_Exercise details_
Your answer should hold exactly the lines from the line containing "Question. Point out every instance of the metal hook" through the end of the entries that follow.

——————————

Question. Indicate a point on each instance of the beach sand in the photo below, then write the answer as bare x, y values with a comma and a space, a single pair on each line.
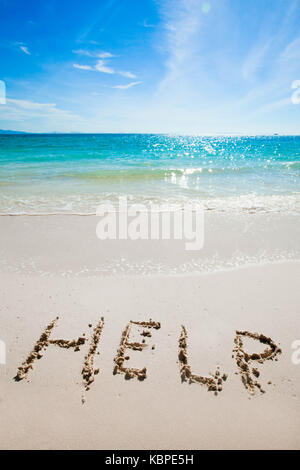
55, 267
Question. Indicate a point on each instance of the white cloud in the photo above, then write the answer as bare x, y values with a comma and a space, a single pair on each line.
148, 25
25, 50
105, 55
20, 110
82, 67
100, 54
125, 87
101, 67
127, 74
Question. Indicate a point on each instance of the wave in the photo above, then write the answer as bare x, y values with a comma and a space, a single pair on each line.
85, 204
167, 173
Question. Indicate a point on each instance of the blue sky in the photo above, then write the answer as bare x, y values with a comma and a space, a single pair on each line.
182, 66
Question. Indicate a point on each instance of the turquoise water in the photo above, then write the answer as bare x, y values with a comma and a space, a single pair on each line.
74, 173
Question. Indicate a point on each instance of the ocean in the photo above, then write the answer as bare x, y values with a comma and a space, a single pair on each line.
73, 173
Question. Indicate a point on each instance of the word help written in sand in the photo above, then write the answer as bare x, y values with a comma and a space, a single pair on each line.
245, 361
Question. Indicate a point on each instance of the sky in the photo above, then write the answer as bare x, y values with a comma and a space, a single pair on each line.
154, 66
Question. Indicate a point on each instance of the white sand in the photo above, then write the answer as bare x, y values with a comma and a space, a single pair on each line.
45, 411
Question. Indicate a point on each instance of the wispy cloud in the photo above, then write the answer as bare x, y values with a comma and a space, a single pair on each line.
101, 67
148, 25
100, 54
125, 87
127, 74
19, 110
82, 67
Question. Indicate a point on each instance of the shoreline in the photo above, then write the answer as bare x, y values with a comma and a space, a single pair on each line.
160, 412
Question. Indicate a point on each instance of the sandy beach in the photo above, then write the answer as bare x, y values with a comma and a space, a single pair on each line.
51, 408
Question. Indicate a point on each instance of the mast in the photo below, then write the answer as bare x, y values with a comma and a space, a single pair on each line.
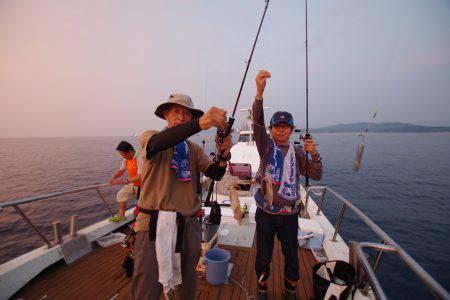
307, 85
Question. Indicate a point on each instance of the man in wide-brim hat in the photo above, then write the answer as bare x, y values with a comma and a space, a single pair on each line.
170, 165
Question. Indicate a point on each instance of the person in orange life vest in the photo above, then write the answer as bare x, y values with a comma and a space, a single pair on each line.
132, 165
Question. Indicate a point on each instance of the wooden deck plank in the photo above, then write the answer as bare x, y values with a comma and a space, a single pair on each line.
99, 275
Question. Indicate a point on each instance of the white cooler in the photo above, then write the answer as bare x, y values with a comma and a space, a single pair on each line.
310, 234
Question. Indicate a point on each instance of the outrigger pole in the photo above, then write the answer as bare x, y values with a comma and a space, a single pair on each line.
229, 125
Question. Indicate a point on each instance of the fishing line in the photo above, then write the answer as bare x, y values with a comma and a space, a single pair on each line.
229, 125
223, 133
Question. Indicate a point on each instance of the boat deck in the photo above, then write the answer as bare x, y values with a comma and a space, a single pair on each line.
99, 275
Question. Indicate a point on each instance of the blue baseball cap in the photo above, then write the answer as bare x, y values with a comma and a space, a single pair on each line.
282, 116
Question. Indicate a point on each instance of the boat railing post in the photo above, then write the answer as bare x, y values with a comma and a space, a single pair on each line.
322, 197
104, 201
26, 219
57, 232
73, 225
339, 221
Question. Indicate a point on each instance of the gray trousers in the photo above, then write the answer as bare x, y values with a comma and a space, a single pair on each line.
145, 283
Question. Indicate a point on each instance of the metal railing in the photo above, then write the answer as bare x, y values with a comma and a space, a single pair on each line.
387, 244
16, 203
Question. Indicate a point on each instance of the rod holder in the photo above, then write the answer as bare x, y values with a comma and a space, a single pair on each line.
57, 232
73, 227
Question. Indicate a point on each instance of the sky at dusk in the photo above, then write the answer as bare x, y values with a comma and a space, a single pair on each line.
100, 68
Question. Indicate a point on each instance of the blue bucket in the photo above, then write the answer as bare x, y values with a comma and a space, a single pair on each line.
217, 265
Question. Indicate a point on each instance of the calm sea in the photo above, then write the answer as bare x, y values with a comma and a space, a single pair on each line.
403, 185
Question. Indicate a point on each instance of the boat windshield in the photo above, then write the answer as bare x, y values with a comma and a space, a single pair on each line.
244, 137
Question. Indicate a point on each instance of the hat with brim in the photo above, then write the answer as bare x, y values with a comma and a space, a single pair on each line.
178, 99
282, 117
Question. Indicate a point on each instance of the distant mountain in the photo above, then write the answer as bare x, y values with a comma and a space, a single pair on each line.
381, 127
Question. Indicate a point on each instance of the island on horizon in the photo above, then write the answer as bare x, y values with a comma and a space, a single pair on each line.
380, 127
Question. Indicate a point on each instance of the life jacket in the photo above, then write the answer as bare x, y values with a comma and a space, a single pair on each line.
132, 168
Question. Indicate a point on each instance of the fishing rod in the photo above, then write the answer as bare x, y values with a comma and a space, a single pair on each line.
307, 135
229, 125
223, 133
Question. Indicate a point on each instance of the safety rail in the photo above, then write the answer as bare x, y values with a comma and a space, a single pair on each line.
16, 203
387, 244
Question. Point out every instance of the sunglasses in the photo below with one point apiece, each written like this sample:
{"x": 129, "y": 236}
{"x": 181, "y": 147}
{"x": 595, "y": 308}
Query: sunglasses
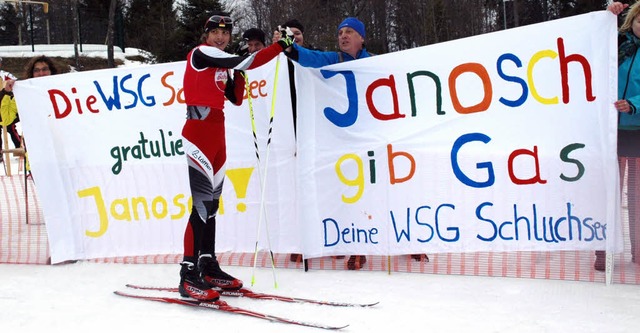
{"x": 221, "y": 20}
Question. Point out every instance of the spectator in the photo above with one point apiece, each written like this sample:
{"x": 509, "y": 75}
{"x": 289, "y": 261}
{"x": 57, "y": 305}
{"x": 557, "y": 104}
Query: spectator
{"x": 256, "y": 39}
{"x": 36, "y": 67}
{"x": 351, "y": 35}
{"x": 351, "y": 41}
{"x": 628, "y": 120}
{"x": 207, "y": 81}
{"x": 298, "y": 33}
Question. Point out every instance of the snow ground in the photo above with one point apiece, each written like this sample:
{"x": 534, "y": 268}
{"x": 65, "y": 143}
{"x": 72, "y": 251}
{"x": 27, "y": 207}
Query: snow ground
{"x": 79, "y": 297}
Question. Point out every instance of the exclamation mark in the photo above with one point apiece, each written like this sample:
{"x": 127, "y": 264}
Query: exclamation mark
{"x": 240, "y": 180}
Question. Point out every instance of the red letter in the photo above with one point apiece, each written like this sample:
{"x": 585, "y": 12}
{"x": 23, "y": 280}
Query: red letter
{"x": 391, "y": 83}
{"x": 532, "y": 180}
{"x": 564, "y": 60}
{"x": 479, "y": 70}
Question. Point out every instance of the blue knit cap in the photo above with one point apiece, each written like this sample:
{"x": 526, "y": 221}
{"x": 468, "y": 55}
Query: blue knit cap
{"x": 354, "y": 24}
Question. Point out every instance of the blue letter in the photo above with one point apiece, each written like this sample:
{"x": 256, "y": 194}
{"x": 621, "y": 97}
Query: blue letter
{"x": 348, "y": 118}
{"x": 454, "y": 160}
{"x": 525, "y": 90}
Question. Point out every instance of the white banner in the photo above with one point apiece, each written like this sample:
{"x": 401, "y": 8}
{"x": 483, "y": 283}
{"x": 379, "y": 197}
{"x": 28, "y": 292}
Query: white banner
{"x": 504, "y": 141}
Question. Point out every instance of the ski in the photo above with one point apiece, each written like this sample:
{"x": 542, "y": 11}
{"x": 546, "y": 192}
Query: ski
{"x": 224, "y": 307}
{"x": 244, "y": 292}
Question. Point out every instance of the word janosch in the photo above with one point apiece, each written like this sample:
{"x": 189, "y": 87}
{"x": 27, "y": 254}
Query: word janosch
{"x": 146, "y": 149}
{"x": 128, "y": 209}
{"x": 349, "y": 117}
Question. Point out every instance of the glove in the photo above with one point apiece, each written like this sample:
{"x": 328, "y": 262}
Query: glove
{"x": 286, "y": 38}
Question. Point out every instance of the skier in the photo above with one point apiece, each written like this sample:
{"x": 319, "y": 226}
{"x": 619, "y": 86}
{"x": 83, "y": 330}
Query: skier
{"x": 208, "y": 79}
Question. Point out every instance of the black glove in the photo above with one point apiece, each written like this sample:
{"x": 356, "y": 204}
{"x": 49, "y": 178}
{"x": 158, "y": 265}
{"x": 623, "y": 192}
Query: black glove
{"x": 242, "y": 49}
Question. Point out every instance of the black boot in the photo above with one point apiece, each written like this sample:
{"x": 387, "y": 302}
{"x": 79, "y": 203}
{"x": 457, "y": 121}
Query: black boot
{"x": 212, "y": 274}
{"x": 192, "y": 285}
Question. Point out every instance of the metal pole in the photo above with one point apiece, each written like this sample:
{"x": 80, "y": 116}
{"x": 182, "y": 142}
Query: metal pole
{"x": 504, "y": 13}
{"x": 31, "y": 28}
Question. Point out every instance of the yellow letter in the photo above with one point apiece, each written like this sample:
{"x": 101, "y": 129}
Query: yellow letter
{"x": 536, "y": 57}
{"x": 102, "y": 211}
{"x": 163, "y": 204}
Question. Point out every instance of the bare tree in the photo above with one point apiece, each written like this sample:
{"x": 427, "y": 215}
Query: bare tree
{"x": 112, "y": 14}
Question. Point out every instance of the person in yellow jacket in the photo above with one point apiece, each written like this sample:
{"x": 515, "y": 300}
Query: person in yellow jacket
{"x": 36, "y": 67}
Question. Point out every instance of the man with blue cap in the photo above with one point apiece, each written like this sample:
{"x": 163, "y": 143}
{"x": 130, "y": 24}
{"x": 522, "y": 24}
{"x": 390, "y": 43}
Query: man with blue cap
{"x": 351, "y": 36}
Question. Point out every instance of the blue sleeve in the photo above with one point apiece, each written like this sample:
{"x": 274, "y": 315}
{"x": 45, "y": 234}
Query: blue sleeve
{"x": 315, "y": 59}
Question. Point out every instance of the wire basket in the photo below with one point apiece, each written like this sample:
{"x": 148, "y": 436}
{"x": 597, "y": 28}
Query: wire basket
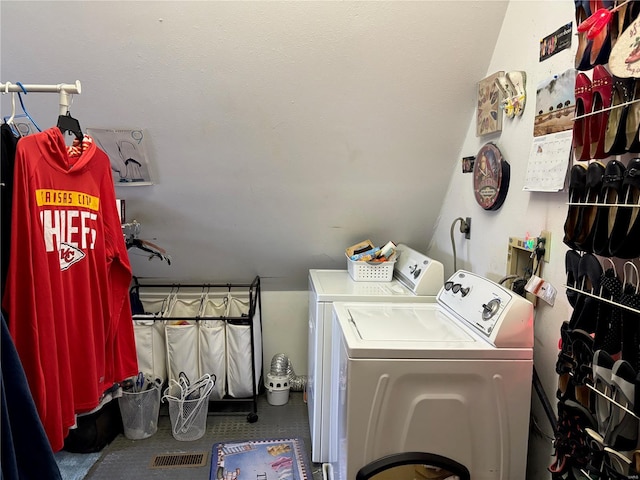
{"x": 188, "y": 407}
{"x": 139, "y": 411}
{"x": 370, "y": 271}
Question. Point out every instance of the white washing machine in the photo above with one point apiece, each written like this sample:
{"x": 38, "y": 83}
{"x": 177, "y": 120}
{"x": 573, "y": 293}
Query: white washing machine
{"x": 451, "y": 378}
{"x": 416, "y": 278}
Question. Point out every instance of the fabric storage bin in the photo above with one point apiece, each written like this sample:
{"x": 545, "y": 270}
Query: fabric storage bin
{"x": 181, "y": 340}
{"x": 239, "y": 374}
{"x": 212, "y": 346}
{"x": 151, "y": 347}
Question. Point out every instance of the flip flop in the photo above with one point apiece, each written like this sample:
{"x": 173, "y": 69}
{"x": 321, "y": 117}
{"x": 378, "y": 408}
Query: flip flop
{"x": 622, "y": 242}
{"x": 596, "y": 444}
{"x": 594, "y": 196}
{"x": 608, "y": 335}
{"x": 582, "y": 349}
{"x": 571, "y": 444}
{"x": 577, "y": 196}
{"x": 584, "y": 314}
{"x": 605, "y": 215}
{"x": 618, "y": 465}
{"x": 602, "y": 369}
{"x": 571, "y": 262}
{"x": 622, "y": 432}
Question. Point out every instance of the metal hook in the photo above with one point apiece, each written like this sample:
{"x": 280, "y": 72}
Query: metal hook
{"x": 613, "y": 265}
{"x": 13, "y": 108}
{"x": 625, "y": 274}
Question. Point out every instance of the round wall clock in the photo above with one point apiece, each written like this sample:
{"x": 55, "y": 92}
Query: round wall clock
{"x": 490, "y": 177}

——————————

_Exercise response_
Question. Point out every instance of the metal hook in the photo above with one point apiece, each written like this sample:
{"x": 280, "y": 72}
Query: metal hook
{"x": 613, "y": 265}
{"x": 13, "y": 108}
{"x": 625, "y": 274}
Question. Point out every instance of the round wall clock in the photo above with one point apiece, each written like this sample:
{"x": 55, "y": 92}
Query: round wall clock
{"x": 490, "y": 177}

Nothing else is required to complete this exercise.